**Ausgangstext**
>>

Rhauderfehn/Kr. Leer. Die 13-jährige Corinna kann es kaum fassen: "Wow, das hier ist alles Kirche", entfährt es ihr. Zusammen mit zahlreichen anderen Konfirmanden aus ganz Ostfriesland erkundet sie mit einem Fragebogen den Ostfriesischen Kirchentag, der noch bis Sonntag in Rhauderfehn gefeiert wird. Bislang kenne sie Kirche eigentlich nur aus ihrer Heimatgemeinde. "Dass Kirche so vielseitig sein kann, ist mir neu", sagt sie und verschwindet mit ihrer Gruppe im Getümmel der Menschen auf dem Weg zur nächsten Bühne, wo sich gerade eine Band auf ihren Auftritt vorbereitet.

<<

**Dateneinträge**
>>

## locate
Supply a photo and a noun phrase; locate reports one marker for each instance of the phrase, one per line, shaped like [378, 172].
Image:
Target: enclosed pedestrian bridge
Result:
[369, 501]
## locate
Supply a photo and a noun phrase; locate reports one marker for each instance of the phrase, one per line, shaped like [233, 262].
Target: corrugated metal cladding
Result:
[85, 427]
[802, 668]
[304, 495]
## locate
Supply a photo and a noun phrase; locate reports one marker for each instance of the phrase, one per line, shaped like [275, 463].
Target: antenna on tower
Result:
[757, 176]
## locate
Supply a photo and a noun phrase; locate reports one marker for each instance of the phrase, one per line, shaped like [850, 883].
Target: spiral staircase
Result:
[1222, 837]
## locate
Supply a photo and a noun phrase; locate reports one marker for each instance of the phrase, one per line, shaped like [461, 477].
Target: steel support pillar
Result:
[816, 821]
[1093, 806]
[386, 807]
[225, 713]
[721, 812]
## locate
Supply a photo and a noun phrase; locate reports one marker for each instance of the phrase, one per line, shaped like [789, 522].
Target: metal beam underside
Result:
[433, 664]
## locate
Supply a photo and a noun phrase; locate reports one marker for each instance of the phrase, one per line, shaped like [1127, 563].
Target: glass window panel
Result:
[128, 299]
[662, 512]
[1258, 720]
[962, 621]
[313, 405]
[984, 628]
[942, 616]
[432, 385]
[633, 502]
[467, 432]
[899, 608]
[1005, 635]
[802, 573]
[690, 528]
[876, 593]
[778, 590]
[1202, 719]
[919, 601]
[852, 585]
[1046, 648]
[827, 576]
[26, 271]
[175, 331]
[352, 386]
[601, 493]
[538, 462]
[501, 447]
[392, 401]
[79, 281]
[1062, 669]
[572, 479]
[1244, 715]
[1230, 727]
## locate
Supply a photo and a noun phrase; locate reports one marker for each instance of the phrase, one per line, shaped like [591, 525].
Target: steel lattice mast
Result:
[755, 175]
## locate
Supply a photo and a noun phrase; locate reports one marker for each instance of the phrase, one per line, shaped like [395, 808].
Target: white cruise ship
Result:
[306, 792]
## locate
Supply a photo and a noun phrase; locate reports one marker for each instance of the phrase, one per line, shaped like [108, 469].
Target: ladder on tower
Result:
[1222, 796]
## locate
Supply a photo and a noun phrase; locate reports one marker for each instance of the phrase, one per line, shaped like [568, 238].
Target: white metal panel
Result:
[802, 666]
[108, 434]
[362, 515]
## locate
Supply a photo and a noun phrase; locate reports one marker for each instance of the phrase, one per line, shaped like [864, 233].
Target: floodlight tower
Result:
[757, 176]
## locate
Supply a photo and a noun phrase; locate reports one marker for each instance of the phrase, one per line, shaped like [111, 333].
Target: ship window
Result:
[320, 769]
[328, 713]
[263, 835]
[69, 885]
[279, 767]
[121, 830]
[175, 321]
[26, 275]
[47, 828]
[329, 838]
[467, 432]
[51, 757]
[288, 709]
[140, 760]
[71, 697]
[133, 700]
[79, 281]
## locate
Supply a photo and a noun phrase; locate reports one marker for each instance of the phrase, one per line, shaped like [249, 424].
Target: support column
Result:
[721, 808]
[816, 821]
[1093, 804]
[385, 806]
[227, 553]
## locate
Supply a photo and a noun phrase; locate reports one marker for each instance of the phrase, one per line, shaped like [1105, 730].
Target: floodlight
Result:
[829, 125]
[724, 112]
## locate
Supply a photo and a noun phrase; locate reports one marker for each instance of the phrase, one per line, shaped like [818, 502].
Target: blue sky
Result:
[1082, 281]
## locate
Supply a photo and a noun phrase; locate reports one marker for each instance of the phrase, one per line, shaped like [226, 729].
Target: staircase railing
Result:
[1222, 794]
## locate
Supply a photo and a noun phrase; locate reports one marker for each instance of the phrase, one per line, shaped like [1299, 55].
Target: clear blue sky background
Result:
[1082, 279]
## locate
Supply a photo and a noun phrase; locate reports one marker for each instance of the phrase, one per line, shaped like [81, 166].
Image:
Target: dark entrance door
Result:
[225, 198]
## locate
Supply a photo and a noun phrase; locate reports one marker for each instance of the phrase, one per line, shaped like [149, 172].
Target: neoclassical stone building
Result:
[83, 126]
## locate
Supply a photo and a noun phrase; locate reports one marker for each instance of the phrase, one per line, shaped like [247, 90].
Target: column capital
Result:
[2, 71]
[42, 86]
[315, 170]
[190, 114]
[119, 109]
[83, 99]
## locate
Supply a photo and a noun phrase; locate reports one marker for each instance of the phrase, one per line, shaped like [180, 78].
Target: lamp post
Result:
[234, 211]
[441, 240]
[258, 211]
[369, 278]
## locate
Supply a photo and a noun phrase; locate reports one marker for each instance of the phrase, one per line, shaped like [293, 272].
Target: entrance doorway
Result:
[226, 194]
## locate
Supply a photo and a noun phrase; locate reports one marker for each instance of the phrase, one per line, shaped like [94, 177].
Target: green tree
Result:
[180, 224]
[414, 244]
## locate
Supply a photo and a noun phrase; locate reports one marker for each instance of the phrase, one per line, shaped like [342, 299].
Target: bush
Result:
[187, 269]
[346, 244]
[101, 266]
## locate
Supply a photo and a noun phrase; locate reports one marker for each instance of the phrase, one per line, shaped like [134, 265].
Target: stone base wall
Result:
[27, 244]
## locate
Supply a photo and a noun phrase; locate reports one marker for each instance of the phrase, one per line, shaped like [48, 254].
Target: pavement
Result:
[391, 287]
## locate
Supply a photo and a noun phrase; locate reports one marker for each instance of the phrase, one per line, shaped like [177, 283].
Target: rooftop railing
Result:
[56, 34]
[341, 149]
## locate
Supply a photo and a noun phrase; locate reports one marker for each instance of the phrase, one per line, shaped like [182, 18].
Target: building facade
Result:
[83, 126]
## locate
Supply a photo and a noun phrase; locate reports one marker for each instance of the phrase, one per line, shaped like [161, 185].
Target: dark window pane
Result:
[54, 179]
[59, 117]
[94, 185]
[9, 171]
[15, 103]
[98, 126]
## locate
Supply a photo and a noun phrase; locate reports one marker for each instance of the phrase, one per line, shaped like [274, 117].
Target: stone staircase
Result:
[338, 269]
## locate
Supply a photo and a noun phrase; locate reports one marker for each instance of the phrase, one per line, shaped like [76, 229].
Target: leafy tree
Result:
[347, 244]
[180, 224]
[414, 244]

<<

**Aufgabe 1**
Fasse den Text über den Ostfriesischen Kirchentag in zwei Sätzen zusammen.
**Aufgabe 2**
Gib aus dem Text über den Kirchentag alles von "Rhauderfehn/Kr. Leer. Die" bis hinunter zu "ihren Auftritt vorbereitet." wortgetreu wieder.
**Aufgabe 3**
In welchem Ort wird der Ostfriesische Kirchentag laut dem Ausgangstext gefeiert?

**Antwort 1**
Die 13-jährige Corinna erkundet zusammen mit zahlreichen anderen Konfirmanden aus ganz Ostfriesland mit einem Fragebogen den Ostfriesischen Kirchentag, der noch bis Sonntag in Rhauderfehn gefeiert wird. Bisher kannte sie Kirche nur aus ihrer Heimatgemeinde und ist überrascht, wie vielseitig Kirche sein kann.

**Antwort 2**
Rhauderfehn/Kr. Leer. Die 13-jährige Corinna kann es kaum fassen: "Wow, das hier ist alles Kirche", entfährt es ihr. Zusammen mit zahlreichen anderen Konfirmanden aus ganz Ostfriesland erkundet sie mit einem Fragebogen den Ostfriesischen Kirchentag, der noch bis Sonntag in Rhauderfehn gefeiert wird. Bislang kenne sie Kirche eigentlich nur aus ihrer Heimatgemeinde. "Dass Kirche so vielseitig sein kann, ist mir neu", sagt sie und verschwindet mit ihrer Gruppe im Getümmel der Menschen auf dem Weg zur nächsten Bühne, wo sich gerade eine Band auf ihren Auftritt vorbereitet.

**Antwort 3**
In Rhauderfehn.